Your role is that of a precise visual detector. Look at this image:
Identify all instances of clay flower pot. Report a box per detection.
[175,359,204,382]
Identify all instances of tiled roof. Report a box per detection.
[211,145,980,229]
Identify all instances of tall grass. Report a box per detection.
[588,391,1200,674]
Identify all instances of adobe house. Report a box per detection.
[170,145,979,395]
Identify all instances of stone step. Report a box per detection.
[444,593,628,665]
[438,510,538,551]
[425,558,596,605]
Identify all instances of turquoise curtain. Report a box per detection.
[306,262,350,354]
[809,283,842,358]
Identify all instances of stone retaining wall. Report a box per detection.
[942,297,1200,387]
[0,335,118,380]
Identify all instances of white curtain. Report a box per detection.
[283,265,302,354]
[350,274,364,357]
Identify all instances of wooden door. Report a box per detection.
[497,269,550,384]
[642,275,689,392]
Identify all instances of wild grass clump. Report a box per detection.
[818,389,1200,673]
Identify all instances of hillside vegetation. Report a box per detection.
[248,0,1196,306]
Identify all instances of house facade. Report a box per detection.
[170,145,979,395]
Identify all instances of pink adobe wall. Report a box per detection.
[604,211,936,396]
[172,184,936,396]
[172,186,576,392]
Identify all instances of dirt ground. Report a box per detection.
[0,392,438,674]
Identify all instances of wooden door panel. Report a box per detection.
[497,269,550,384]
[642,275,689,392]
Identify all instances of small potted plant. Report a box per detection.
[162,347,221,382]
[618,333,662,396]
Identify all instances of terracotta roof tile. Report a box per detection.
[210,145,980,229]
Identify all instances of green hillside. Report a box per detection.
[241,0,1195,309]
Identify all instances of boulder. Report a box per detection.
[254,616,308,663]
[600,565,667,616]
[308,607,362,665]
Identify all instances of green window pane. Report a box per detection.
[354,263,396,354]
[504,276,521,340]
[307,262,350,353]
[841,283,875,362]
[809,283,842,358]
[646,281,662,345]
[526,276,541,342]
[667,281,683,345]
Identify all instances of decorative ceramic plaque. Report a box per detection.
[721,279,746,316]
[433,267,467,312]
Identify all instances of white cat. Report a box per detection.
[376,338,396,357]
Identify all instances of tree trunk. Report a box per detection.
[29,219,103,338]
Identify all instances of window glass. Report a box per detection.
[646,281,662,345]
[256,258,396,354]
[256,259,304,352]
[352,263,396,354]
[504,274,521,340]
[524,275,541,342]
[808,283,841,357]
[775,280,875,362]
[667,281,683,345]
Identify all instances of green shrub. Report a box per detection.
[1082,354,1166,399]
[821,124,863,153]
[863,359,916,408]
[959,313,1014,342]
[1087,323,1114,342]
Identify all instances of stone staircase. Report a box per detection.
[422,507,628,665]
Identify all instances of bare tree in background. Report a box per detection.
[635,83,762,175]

### Task description
Copy the entries word for word, from the very first line through the line containing "[0,335,118,380]", with that line included.

### Exercise answer
Your role is that of a precise visual detector. Look at this image:
Identify all instances of clay flower pot. Report a box per detection.
[175,359,204,382]
Identify all instances of tiled roof. Report a box per detection.
[211,145,980,229]
Identify all instances of tall grass. Report a box per detection.
[588,391,1200,674]
Identify all instances of adobe house. Report a box per detection.
[170,145,979,395]
Identify all instances of stone step. Report a box per detection.
[444,593,628,665]
[438,510,538,551]
[425,558,596,605]
Identify all instances of turquoise curtain. Report a box per detection.
[306,262,350,354]
[809,283,842,358]
Identify all instances of stone retaining wall. Report a box per detection.
[942,297,1200,387]
[0,335,118,380]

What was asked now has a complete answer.